Selected extract |
Description of problem:
a user can modify the zipped file in order to do damage to the file system

Version-Release number of selected component (if applicable):


How reproducible:
Always

Steps to Reproduce:
1.Create a Win/Dos PKZIP file
2.alter the binary files and change the file/directory strings 
3.unzip the file on your linux box
4.and you can replace /etc/passwd etc with a file in the zip file?
	

Actual Results:  I was able to replace any file on the linux box that I 
owned, with
the content of the archived file that had its file string changed

example (../../../../../../etc/passwd)

Expected Results:  this should no be allowed to happen

Additional info:

this can cause a lot of damage to any linux box?

Comment 1 Trond Eivind Glomsrxd 2001-10-17 15:55:39 UTC
Unpacking archives can overwrite files if you're not careful about where you
unpack it and what files it contains - this is not a bug, it's a user education
issue.

Comment 2 Need Real Name 2002-08-25 11:47:28 UTC
It is a bug.

[Part of a data file]
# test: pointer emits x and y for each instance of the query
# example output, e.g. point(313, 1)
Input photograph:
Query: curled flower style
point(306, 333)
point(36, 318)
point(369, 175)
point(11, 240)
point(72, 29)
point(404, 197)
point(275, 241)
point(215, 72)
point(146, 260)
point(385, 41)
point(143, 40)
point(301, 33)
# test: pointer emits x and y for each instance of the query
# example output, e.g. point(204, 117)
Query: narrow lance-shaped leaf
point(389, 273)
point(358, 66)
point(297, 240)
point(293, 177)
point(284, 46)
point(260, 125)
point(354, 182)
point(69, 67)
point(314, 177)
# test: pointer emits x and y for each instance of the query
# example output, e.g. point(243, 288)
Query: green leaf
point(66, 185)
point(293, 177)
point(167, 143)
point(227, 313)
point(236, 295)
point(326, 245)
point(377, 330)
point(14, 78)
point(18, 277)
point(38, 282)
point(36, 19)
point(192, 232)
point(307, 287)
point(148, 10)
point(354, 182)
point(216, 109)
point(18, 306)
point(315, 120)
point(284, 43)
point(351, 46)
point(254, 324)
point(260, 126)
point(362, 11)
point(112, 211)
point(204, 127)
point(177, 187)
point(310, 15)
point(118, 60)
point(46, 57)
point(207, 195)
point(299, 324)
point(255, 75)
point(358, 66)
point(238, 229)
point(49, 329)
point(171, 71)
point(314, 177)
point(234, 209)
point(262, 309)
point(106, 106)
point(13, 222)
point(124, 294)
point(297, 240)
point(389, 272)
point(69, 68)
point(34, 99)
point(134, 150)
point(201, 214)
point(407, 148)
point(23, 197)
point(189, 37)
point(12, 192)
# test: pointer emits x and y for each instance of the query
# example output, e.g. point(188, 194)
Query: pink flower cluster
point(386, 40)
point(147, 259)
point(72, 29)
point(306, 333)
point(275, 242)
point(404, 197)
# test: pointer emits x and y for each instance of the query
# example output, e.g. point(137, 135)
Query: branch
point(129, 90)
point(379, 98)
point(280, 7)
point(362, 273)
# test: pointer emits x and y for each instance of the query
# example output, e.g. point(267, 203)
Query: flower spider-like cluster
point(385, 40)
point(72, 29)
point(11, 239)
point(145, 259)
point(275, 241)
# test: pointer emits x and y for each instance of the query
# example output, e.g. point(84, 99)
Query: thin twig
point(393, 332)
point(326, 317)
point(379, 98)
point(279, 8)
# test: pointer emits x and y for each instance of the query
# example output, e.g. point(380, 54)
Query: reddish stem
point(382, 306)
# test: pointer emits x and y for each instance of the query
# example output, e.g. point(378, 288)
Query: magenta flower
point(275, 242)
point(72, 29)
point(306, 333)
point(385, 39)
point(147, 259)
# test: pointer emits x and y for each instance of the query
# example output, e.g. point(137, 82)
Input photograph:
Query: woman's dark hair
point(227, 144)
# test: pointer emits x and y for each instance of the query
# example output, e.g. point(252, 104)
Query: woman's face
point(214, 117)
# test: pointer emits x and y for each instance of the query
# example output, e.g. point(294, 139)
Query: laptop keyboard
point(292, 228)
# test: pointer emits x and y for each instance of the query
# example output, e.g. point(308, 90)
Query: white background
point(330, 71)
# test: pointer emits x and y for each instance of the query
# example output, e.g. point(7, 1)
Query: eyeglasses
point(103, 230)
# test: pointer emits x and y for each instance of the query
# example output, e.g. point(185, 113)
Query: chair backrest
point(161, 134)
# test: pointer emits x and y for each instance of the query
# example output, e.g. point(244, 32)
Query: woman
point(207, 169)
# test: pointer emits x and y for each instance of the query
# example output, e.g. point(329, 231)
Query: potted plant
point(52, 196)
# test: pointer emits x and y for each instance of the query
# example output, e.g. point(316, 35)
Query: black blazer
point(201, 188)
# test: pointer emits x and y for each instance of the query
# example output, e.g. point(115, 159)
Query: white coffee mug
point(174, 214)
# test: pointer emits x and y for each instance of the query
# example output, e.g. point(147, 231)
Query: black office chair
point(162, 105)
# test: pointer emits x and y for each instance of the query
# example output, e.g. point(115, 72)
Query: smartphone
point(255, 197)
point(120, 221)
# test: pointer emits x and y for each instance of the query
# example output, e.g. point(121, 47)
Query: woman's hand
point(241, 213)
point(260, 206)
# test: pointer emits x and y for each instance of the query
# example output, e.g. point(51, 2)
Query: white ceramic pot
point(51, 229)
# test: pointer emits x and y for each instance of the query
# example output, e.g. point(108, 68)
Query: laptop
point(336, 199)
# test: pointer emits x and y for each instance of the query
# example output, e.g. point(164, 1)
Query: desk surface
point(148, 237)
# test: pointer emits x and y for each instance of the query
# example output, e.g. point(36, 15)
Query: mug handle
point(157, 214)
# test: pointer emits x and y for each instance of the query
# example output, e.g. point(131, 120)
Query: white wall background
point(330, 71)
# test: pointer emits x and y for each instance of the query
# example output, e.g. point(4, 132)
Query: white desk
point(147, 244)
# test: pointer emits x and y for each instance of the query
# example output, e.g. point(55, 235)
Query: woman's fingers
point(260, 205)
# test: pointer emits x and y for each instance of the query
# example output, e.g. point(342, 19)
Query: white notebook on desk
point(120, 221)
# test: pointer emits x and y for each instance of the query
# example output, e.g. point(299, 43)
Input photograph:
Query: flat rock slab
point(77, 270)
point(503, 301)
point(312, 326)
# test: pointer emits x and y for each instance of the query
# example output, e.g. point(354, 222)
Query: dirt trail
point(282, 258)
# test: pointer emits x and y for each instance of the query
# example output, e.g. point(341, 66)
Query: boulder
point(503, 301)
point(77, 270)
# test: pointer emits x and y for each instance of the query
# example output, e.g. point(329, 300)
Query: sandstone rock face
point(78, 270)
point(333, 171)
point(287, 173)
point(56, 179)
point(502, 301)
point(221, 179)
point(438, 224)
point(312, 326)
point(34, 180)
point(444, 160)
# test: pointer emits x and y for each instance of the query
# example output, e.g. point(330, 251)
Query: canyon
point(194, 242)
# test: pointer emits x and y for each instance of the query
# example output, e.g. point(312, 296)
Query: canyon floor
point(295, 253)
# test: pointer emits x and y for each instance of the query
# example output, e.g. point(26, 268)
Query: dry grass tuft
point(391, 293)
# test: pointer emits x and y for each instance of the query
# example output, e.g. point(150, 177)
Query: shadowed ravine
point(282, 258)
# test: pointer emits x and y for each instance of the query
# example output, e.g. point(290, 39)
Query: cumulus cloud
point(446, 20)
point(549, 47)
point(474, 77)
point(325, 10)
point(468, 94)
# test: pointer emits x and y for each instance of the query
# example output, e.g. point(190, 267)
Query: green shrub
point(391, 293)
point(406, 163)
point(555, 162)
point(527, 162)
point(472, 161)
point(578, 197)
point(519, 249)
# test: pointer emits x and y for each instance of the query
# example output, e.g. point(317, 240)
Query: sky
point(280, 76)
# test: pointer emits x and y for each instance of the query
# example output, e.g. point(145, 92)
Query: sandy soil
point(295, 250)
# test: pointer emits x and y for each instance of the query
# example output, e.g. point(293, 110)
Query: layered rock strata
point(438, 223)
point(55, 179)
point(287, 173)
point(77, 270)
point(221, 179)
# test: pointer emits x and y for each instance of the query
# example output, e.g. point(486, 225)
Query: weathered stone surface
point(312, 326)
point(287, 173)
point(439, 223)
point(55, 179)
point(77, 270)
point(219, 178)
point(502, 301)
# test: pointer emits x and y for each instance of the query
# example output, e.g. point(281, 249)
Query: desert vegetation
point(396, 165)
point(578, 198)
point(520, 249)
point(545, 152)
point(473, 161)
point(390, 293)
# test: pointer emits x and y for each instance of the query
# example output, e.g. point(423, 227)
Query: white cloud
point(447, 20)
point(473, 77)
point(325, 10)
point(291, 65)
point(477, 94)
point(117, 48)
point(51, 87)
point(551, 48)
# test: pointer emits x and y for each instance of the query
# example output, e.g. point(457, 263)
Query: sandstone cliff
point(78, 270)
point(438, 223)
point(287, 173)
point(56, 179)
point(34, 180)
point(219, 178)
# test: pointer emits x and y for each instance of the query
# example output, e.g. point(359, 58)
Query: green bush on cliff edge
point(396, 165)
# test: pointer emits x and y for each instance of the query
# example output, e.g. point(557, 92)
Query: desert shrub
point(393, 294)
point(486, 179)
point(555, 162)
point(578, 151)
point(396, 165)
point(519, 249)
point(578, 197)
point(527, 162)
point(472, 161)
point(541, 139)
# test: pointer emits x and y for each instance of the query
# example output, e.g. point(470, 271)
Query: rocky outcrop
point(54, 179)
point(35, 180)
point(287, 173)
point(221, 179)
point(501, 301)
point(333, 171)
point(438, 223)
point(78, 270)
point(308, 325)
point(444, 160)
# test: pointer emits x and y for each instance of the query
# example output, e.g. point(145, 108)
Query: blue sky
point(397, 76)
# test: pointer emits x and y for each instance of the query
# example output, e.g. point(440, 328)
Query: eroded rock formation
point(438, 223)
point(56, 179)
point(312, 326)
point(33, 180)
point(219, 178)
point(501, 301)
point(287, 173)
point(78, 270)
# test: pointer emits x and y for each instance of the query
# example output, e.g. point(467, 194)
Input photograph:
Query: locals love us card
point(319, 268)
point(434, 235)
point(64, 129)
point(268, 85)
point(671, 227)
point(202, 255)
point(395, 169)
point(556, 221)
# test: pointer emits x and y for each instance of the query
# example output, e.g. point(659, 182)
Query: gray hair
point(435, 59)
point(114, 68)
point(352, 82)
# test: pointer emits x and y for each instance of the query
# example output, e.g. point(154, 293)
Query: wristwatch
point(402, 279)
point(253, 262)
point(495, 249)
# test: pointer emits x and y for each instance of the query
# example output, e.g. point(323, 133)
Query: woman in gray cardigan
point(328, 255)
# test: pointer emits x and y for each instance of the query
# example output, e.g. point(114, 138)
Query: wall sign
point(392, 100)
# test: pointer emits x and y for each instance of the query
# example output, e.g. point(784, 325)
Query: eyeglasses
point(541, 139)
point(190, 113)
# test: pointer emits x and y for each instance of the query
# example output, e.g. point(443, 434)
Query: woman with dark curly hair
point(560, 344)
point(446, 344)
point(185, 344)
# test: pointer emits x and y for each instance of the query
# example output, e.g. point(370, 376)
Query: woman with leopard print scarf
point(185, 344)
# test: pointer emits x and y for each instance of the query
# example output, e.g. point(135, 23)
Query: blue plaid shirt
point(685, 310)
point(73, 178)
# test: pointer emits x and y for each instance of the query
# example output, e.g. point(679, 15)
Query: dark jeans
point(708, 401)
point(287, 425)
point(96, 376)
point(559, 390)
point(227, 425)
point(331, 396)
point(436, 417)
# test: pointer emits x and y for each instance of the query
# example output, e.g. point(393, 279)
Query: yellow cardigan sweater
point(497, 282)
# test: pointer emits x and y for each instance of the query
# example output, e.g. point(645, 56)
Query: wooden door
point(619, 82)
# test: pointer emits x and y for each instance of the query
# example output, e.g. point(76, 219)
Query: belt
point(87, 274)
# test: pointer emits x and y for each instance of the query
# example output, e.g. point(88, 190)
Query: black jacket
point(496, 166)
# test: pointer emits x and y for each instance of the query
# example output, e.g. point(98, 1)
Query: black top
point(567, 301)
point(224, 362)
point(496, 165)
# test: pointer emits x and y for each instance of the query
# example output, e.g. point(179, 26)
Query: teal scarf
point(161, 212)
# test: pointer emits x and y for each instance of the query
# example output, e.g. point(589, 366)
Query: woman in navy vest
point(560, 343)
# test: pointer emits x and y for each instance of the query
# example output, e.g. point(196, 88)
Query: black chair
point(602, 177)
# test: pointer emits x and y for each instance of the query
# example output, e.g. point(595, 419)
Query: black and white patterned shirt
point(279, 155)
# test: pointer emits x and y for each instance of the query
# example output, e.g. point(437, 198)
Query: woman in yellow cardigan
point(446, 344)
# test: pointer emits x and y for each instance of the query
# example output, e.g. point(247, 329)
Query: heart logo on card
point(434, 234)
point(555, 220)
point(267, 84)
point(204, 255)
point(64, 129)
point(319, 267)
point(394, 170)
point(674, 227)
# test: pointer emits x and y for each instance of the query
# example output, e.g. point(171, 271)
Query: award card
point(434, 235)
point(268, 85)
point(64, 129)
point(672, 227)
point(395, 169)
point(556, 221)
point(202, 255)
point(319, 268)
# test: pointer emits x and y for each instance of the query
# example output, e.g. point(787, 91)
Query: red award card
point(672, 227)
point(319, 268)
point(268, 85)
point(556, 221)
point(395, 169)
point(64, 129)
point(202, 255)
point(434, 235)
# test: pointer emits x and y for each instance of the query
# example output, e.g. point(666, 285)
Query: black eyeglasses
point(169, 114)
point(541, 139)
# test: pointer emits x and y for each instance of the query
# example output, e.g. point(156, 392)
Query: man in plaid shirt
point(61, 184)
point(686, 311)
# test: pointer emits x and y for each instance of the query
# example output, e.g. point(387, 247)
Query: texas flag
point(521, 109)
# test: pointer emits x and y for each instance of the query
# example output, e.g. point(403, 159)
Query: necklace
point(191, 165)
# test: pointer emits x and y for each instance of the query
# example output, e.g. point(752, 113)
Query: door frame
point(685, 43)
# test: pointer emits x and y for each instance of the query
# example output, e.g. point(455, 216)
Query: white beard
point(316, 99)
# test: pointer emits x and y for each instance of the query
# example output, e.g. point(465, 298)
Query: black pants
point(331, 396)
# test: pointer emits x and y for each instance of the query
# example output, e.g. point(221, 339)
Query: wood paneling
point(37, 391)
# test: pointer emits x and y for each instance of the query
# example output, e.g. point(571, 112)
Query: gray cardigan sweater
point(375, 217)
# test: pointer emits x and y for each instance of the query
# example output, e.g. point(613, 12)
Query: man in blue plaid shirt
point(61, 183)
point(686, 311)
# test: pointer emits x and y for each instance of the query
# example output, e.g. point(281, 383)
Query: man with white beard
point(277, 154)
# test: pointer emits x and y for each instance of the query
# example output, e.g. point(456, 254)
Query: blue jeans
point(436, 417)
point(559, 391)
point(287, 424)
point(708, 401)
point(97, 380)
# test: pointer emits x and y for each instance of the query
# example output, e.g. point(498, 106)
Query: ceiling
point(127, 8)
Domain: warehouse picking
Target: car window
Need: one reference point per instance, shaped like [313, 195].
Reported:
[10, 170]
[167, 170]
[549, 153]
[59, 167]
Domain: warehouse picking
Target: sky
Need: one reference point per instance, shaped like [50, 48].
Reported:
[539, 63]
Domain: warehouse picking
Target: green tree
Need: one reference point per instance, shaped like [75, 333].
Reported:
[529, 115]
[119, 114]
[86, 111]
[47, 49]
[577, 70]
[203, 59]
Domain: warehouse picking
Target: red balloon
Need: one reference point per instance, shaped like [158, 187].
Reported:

Task goal | Continue the bug report about zip archives overwriting files on a Linux system, starting after its last line.

Result of the exercise |
See http://www.info-zip.org/FAQ.html

UnZip 5.42 and earlier
virtually all
All versions of UnZip through 5.42 have a directory-traversal vulnerability 
that allows them to unpack files in unexpected places. Specifically, if an 
archive contains files with leading "/" characters (i.e., relative to the 
top-level/root directory) or with ".." components ("previous directory 
level"), UnZip will unpack the files in the indicated locations, possibly 
creating directory trees in the process--and, if the -o ("overwrite") 
option is given, quietly destroying existing files outside the intended 
directory tree. This is fixed in version 5.50, and a patch (slight 
overkill, but apparently effective) is available on the Bugtraq page that 
reported the problem. (Thanks to Anya Berdichevskaya for the pointer.)